Start of Block
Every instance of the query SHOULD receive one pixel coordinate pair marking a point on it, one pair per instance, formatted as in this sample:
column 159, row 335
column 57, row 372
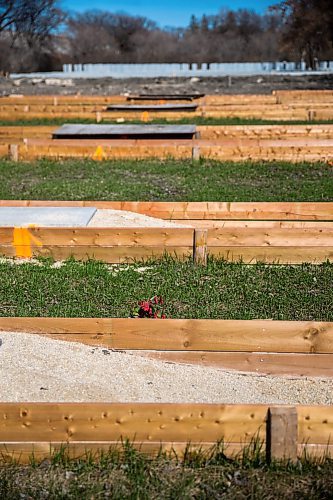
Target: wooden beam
column 140, row 422
column 285, row 364
column 184, row 334
column 215, row 211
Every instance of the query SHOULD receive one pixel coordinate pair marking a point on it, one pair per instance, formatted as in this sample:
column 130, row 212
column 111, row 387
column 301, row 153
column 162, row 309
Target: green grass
column 195, row 120
column 169, row 180
column 220, row 290
column 132, row 475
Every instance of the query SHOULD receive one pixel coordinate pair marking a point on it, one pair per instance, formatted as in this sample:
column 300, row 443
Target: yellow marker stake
column 99, row 154
column 145, row 116
column 22, row 240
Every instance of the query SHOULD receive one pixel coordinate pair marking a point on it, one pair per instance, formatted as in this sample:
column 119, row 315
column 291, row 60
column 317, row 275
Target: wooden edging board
column 307, row 337
column 42, row 428
column 201, row 210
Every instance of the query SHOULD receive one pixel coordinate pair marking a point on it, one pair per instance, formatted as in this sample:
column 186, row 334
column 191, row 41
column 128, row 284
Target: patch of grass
column 130, row 474
column 168, row 180
column 219, row 291
column 195, row 120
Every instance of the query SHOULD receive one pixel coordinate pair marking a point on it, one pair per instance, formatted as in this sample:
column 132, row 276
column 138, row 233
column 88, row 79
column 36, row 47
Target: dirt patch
column 34, row 368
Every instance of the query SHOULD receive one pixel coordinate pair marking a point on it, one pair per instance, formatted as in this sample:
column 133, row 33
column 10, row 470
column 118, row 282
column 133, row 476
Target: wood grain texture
column 274, row 255
column 110, row 255
column 281, row 434
column 219, row 211
column 271, row 236
column 286, row 364
column 149, row 422
column 315, row 425
column 184, row 334
column 105, row 236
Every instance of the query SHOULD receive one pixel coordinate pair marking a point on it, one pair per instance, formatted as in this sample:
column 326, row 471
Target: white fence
column 187, row 70
column 180, row 70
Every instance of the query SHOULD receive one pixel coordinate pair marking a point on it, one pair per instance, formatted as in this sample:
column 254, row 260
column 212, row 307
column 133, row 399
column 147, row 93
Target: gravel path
column 123, row 218
column 34, row 368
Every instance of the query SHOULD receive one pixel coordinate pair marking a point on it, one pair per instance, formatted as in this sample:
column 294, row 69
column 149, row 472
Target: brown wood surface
column 274, row 255
column 286, row 364
column 150, row 422
column 315, row 425
column 184, row 334
column 111, row 255
column 281, row 434
column 105, row 236
column 270, row 211
column 275, row 236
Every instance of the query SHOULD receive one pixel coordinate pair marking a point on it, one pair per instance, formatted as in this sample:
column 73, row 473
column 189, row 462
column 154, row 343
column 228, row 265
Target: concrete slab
column 81, row 131
column 46, row 216
column 152, row 107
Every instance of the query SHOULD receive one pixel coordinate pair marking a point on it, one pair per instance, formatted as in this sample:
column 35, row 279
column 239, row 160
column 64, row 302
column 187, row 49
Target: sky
column 173, row 13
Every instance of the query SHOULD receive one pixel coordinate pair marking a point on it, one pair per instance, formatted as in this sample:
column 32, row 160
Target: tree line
column 37, row 35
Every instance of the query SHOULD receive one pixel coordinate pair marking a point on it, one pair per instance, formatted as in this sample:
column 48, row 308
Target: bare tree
column 307, row 28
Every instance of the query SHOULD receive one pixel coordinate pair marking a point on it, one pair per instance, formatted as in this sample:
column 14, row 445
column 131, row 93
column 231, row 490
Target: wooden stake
column 200, row 246
column 13, row 152
column 196, row 153
column 281, row 434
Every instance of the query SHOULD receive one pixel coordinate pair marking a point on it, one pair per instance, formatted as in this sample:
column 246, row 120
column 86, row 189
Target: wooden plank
column 81, row 131
column 275, row 236
column 152, row 107
column 206, row 211
column 104, row 236
column 281, row 434
column 150, row 422
column 274, row 255
column 287, row 364
column 185, row 334
column 109, row 254
column 236, row 225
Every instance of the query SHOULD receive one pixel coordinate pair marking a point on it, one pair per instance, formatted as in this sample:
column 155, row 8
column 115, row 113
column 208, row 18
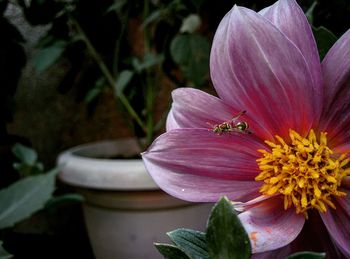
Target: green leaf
column 95, row 91
column 49, row 55
column 191, row 53
column 123, row 80
column 191, row 23
column 148, row 61
column 25, row 154
column 171, row 251
column 324, row 39
column 153, row 17
column 307, row 255
column 117, row 6
column 226, row 237
column 26, row 196
column 192, row 242
column 310, row 12
column 3, row 253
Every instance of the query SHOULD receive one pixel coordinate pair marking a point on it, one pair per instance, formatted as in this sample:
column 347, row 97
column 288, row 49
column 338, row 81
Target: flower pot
column 125, row 212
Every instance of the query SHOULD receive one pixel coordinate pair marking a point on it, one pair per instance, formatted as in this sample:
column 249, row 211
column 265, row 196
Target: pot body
column 125, row 212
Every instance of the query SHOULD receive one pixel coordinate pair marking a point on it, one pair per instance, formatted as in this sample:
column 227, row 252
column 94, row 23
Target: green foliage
column 324, row 39
column 310, row 12
column 28, row 164
column 24, row 197
column 171, row 251
column 48, row 55
column 191, row 53
column 307, row 255
column 225, row 235
column 191, row 23
column 193, row 243
column 123, row 80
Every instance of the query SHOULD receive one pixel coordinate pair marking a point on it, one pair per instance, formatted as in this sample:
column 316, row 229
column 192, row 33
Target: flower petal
column 290, row 19
column 313, row 237
column 255, row 67
column 270, row 226
column 337, row 223
column 193, row 108
column 336, row 69
column 199, row 165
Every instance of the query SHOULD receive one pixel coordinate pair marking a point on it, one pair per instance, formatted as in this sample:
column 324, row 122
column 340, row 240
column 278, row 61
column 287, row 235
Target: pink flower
column 291, row 173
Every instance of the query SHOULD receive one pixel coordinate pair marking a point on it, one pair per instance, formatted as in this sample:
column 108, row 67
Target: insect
column 232, row 125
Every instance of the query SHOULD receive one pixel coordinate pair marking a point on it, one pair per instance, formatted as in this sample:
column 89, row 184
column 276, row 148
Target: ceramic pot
column 125, row 211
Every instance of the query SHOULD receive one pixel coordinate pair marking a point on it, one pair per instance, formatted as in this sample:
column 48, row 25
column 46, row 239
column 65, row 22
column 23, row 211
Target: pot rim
column 79, row 167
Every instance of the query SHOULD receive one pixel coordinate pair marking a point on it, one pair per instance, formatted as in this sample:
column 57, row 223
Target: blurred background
column 73, row 72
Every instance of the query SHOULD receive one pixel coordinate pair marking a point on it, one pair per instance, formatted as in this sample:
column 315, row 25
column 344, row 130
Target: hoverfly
column 232, row 125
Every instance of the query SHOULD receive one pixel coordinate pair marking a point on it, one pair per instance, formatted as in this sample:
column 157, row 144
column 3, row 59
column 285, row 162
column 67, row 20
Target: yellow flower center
column 305, row 171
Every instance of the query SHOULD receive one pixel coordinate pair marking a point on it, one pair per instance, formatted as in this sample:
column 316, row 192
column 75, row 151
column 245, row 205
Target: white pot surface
column 88, row 166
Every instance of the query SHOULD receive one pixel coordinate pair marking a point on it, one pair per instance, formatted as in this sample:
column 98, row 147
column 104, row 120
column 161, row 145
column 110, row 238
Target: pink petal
column 270, row 226
column 336, row 68
column 290, row 19
column 193, row 108
column 282, row 252
column 255, row 67
column 337, row 223
column 313, row 237
column 199, row 165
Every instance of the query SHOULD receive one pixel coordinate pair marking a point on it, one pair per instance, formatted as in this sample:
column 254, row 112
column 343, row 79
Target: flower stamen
column 305, row 171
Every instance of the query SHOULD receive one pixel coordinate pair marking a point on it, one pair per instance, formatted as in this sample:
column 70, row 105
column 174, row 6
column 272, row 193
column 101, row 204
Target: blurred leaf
column 40, row 11
column 191, row 53
column 153, row 17
column 148, row 61
column 26, row 196
column 28, row 164
column 310, row 12
column 191, row 23
column 226, row 237
column 171, row 251
column 25, row 154
column 95, row 91
column 192, row 242
column 3, row 253
column 49, row 55
column 117, row 6
column 324, row 39
column 92, row 94
column 123, row 80
column 307, row 255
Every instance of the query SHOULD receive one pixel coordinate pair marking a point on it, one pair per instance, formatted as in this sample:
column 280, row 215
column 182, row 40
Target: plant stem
column 149, row 101
column 105, row 71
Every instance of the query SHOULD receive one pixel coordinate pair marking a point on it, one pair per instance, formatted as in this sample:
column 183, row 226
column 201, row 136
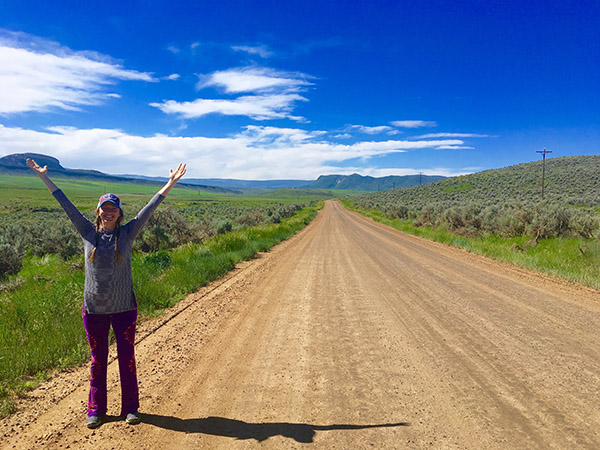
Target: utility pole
column 543, row 152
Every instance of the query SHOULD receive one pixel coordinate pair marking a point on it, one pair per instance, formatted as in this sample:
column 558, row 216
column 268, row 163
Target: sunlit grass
column 40, row 308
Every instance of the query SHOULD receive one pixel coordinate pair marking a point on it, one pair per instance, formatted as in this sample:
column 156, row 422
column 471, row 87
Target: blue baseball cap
column 110, row 198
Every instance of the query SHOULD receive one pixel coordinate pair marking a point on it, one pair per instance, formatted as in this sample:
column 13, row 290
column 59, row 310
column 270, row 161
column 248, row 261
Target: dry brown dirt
column 351, row 335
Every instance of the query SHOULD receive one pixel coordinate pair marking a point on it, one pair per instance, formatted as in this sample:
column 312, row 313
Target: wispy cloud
column 255, row 79
column 255, row 153
column 39, row 75
column 260, row 50
column 450, row 135
column 258, row 107
column 373, row 130
column 454, row 147
column 413, row 123
column 275, row 95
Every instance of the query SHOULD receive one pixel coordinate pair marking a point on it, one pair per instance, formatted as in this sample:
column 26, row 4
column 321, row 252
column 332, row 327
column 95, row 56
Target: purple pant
column 97, row 327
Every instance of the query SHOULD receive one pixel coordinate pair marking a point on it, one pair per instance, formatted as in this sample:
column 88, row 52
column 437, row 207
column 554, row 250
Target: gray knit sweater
column 108, row 285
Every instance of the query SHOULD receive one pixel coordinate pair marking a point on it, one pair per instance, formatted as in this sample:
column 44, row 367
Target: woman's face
column 109, row 214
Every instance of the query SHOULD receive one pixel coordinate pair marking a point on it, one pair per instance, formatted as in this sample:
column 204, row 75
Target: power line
column 543, row 152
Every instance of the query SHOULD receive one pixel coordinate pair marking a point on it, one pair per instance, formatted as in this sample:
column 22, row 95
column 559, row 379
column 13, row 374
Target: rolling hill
column 571, row 179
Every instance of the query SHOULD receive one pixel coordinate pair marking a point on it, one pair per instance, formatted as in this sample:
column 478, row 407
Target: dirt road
column 351, row 335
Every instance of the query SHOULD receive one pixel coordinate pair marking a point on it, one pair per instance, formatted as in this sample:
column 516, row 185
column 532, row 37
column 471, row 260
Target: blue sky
column 297, row 89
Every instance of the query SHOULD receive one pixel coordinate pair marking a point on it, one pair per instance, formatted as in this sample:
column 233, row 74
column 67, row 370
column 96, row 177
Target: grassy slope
column 573, row 179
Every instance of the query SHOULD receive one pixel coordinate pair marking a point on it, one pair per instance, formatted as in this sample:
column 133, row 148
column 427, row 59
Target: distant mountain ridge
column 570, row 179
column 15, row 165
column 367, row 183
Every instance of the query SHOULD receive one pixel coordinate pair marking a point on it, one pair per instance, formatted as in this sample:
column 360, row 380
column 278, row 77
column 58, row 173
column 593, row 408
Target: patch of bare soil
column 351, row 335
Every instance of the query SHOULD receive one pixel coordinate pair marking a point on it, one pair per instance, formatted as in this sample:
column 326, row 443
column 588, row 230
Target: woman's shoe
column 133, row 418
column 93, row 421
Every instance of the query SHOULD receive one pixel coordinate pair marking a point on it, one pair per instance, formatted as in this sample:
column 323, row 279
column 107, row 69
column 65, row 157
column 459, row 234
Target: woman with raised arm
column 108, row 297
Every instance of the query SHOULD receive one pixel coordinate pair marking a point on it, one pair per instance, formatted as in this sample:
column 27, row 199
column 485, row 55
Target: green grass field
column 40, row 307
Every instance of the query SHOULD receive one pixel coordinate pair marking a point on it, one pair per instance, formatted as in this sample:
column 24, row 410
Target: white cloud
column 413, row 123
column 373, row 130
column 255, row 153
column 450, row 135
column 258, row 107
column 38, row 75
column 255, row 79
column 259, row 50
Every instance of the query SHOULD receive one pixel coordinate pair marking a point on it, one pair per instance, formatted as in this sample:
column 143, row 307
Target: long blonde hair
column 98, row 222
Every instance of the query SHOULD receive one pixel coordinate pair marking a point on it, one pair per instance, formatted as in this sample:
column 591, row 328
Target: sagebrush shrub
column 10, row 260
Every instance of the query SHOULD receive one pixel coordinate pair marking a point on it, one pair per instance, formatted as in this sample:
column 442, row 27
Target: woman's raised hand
column 35, row 167
column 175, row 175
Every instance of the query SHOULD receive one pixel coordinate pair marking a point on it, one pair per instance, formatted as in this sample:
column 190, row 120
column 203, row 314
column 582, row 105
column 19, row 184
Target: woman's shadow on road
column 220, row 426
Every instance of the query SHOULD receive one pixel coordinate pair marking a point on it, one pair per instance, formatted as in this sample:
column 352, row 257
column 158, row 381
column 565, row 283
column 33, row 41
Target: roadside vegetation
column 192, row 239
column 500, row 214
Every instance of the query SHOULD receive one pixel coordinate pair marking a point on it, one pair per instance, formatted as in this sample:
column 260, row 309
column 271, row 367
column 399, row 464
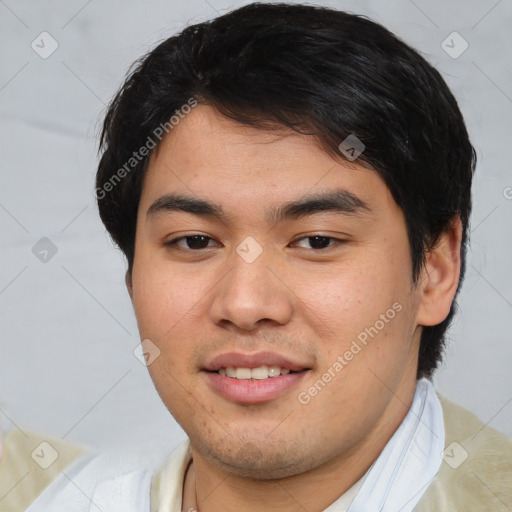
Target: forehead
column 210, row 156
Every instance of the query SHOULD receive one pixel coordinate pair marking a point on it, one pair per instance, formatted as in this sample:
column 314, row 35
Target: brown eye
column 319, row 242
column 192, row 242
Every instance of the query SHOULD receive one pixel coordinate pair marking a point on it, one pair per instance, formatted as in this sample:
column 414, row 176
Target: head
column 232, row 133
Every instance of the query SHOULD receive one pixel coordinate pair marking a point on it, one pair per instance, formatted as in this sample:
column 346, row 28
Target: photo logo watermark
column 151, row 143
column 361, row 341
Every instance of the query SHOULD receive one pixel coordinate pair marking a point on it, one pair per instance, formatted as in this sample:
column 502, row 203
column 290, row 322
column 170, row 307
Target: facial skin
column 304, row 303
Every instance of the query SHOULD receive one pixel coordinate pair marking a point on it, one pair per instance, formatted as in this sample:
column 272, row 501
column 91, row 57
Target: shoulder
column 115, row 480
column 30, row 463
column 476, row 471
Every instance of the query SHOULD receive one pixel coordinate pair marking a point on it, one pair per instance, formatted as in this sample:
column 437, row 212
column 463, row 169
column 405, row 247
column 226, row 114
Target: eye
column 192, row 242
column 320, row 242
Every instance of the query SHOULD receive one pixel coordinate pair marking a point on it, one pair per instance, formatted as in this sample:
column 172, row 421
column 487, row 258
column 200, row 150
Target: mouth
column 259, row 373
column 253, row 378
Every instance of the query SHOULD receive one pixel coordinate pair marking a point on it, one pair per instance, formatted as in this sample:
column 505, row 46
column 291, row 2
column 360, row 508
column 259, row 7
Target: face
column 287, row 336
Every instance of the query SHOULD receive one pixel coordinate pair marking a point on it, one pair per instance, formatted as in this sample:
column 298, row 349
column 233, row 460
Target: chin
column 259, row 461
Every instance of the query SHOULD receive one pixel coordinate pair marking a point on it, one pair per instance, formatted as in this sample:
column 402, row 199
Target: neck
column 218, row 489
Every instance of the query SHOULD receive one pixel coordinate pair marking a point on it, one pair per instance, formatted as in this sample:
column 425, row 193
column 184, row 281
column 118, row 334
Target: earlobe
column 439, row 278
column 128, row 281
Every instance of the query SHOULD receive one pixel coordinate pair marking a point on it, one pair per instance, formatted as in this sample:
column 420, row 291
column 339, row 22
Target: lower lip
column 253, row 391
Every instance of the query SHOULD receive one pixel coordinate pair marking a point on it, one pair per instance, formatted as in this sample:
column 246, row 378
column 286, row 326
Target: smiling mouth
column 259, row 373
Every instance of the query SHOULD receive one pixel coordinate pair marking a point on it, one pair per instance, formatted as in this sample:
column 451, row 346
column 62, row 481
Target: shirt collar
column 395, row 481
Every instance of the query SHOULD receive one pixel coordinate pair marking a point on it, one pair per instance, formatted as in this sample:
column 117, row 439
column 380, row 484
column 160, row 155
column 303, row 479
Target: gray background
column 67, row 328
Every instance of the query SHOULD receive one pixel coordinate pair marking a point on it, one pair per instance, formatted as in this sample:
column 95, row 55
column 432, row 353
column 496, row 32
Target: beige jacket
column 476, row 474
column 29, row 464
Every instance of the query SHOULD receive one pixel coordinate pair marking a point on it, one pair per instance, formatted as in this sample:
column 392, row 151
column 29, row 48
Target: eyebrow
column 339, row 201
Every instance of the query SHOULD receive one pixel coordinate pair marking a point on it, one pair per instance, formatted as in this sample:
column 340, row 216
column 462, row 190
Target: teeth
column 243, row 373
column 260, row 373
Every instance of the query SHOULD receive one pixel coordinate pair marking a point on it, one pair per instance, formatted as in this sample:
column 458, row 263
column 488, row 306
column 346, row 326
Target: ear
column 129, row 284
column 439, row 278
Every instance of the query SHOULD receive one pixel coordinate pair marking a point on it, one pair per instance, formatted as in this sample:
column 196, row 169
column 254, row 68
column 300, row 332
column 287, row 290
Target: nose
column 251, row 295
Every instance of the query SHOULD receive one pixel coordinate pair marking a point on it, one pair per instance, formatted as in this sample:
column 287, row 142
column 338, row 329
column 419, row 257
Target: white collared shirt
column 394, row 482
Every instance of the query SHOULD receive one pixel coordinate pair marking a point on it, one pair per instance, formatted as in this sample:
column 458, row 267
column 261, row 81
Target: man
column 291, row 187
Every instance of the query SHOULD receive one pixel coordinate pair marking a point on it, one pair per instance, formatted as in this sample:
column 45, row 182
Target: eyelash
column 173, row 243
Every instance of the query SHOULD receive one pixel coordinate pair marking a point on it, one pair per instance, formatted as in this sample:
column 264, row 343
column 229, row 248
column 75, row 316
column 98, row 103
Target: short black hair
column 318, row 71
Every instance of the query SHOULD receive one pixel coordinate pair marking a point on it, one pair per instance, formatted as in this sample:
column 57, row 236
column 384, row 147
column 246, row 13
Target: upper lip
column 254, row 360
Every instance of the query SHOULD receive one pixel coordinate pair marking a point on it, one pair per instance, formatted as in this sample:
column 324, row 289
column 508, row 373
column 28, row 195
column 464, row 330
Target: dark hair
column 317, row 71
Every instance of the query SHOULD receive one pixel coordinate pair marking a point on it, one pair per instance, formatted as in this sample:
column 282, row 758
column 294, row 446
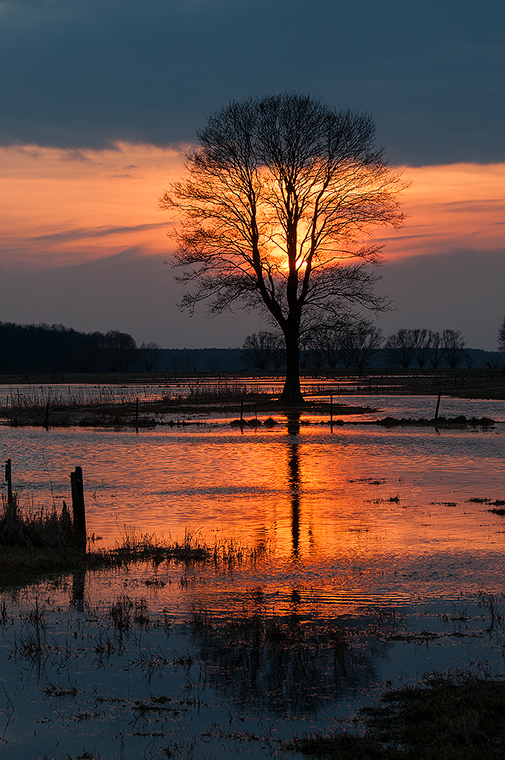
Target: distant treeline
column 55, row 349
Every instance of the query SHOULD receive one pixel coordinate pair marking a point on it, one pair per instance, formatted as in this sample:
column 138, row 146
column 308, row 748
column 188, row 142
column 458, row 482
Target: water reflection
column 294, row 480
column 288, row 665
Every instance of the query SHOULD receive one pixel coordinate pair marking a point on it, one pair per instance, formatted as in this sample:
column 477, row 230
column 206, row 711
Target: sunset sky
column 100, row 100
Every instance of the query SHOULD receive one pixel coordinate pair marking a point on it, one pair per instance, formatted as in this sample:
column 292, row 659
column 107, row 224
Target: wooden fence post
column 11, row 501
column 79, row 513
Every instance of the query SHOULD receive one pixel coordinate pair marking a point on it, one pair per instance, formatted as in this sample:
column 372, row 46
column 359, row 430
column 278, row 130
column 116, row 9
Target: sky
column 99, row 102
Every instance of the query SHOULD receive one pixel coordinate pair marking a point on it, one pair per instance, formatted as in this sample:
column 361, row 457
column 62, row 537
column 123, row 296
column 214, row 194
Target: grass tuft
column 457, row 717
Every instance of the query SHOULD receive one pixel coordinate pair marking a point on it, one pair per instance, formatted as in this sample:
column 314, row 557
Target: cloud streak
column 85, row 75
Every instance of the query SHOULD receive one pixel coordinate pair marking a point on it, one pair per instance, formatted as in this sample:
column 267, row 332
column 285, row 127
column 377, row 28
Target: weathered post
column 78, row 510
column 11, row 501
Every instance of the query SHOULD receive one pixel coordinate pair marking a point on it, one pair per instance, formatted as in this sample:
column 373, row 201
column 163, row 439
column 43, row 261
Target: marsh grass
column 24, row 525
column 457, row 717
column 35, row 543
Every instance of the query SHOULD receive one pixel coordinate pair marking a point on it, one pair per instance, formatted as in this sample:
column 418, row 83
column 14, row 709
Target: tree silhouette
column 501, row 336
column 276, row 211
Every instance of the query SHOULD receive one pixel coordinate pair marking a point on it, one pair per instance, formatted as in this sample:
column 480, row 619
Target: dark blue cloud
column 86, row 74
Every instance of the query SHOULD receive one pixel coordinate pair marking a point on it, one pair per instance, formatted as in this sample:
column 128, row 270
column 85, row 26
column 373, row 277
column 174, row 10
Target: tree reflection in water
column 294, row 480
column 291, row 665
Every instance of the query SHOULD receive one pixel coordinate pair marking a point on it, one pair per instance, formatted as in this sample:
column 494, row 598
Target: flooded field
column 348, row 559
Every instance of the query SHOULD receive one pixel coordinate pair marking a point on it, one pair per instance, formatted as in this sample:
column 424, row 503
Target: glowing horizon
column 65, row 207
End of Block
> **EXERCISE DETAILS**:
Take the lines above from the one containing "Target: white pot surface" to the one containing "column 110, row 238" and retype them exactly, both ends included, with nothing added.

> **ANSWER BOX**:
Target: white pot surface
column 88, row 166
Every instance of the query SHOULD receive one pixel coordinate pair marking a point on it, one pair per instance, formatted as in this sample:
column 98, row 147
column 104, row 120
column 161, row 145
column 110, row 238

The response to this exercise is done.